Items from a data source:
= Beginning of Section =
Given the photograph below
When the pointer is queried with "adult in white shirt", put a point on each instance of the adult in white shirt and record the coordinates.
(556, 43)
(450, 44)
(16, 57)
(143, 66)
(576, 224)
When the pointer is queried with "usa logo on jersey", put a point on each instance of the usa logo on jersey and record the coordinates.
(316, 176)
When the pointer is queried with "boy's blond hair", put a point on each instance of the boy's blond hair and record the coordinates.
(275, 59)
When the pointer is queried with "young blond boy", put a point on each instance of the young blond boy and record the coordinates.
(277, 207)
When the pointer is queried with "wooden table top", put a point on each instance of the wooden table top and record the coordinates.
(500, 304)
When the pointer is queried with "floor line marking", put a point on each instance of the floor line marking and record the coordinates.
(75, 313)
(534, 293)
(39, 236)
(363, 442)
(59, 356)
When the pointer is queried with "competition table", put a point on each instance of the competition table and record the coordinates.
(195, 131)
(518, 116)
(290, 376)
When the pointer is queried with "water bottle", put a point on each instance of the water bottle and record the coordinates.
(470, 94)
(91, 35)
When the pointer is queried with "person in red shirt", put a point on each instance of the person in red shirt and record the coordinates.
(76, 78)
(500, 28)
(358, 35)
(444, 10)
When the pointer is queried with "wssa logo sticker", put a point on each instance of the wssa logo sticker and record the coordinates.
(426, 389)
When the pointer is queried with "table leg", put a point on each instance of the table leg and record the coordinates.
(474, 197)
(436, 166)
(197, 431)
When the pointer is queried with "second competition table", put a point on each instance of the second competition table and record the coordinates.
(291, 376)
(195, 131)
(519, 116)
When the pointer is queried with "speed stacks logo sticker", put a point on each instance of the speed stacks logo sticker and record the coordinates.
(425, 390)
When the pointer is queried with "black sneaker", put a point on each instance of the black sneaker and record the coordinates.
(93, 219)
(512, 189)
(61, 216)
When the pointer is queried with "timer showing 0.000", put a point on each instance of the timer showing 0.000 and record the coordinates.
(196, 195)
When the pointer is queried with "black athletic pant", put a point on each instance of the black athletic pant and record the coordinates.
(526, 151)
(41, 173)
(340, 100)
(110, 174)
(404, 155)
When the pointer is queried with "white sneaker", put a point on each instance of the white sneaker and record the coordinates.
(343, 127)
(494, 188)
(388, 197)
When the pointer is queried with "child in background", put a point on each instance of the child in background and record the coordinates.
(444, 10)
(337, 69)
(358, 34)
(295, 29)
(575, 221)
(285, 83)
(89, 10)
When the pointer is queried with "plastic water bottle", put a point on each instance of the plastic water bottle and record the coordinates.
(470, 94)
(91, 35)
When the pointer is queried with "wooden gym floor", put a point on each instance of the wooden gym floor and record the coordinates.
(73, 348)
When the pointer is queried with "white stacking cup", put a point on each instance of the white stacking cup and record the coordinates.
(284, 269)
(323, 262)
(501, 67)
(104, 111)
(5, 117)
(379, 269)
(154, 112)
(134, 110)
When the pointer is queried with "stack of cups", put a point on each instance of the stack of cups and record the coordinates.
= End of Section =
#### INSTRUCTIONS FOR THE TASK:
Would you please restate all of the entries exactly?

#### SOLVED PROBLEM:
Given the photograph below
When the pointer is queried with "adult in white shirt", put a point on each instance of the adult in white shirt and record the coordinates.
(556, 43)
(450, 44)
(16, 57)
(143, 66)
(576, 224)
When the pointer is queried with "usa logo on jersey", put a point on each instance of the usa logo on jersey and record the coordinates.
(316, 176)
When the pointer is queried with "boy's blond hair", put a point on each instance of the boy's blond hair and record the coordinates.
(275, 59)
When the pointer is queried with "young blond boy", put a point on each instance of the young blond boy and record the coordinates.
(277, 207)
When the pointer is queried with "wooden table top", put a point on each instance of the wooden table top and record the coordinates.
(500, 304)
When the pointer is queried with "floor line marking", put a point on each instance of the floor line marking and record the coordinates.
(75, 313)
(534, 293)
(39, 236)
(363, 442)
(59, 356)
When the pointer is queried with "competition table", put a point on each instance of the competition table and record the coordinates.
(195, 131)
(518, 116)
(290, 376)
When the pointer is queried with "water bottle", put a point on each instance of the water bottle and record the coordinates.
(470, 94)
(91, 35)
When the pointer is queried with "person in red shirt", put a point on each instance of the person in red shirt and record the coordinates.
(76, 78)
(500, 28)
(358, 35)
(444, 10)
When the pointer is queried with "wssa logo sticker", put a point on each instance of the wssa logo sticker and record the coordinates.
(426, 389)
When the pointer is queried with "table leg", put a point on each instance of the table leg and record the coordinates.
(474, 197)
(436, 166)
(197, 431)
When the pointer is queried with "second competition table", put a point on each instance of the second competition table and record the coordinates.
(291, 376)
(195, 131)
(519, 116)
When the pointer is queried with "speed stacks logo sticker", put a point on each instance of the speed stacks logo sticker and record the coordinates.
(425, 390)
When the pointer is queried with "black sneaker", put a point on each instance of the black sneaker and record the coordinates.
(93, 219)
(512, 189)
(61, 216)
When the pointer is queried with "timer showing 0.000", put a point on each instance of the timer showing 0.000 and record the coordinates.
(196, 195)
When the pointer is queried with "black athletic pant", put a point on each instance of the black athletic pant and record the coordinates.
(526, 151)
(41, 173)
(340, 100)
(110, 174)
(404, 155)
When the pointer is queried with "white sneaker", put a point on each instance of the white sneaker and record the coordinates.
(343, 127)
(494, 188)
(388, 197)
When the pointer is queried with "child in background", put a point on each instance of the child in background and record the coordinates.
(444, 10)
(337, 69)
(358, 34)
(295, 29)
(575, 221)
(285, 83)
(89, 10)
When the pointer is queried with "plastic water bottle", put a point on each instance of the plastic water bottle and record the coordinates.
(470, 94)
(91, 35)
When the pointer is queried with "wooden gym floor", put a point on each instance of the wooden gym floor and record the coordinates.
(73, 348)
When the pointer is queried with "white stacking cup", put a point on each instance of the white stacking cup and record the coordinates.
(284, 269)
(323, 262)
(501, 67)
(104, 111)
(5, 117)
(379, 269)
(154, 112)
(134, 110)
When the pointer is queried with "stack of cups", put a point on each instance of the stack of cups and record the coordinates.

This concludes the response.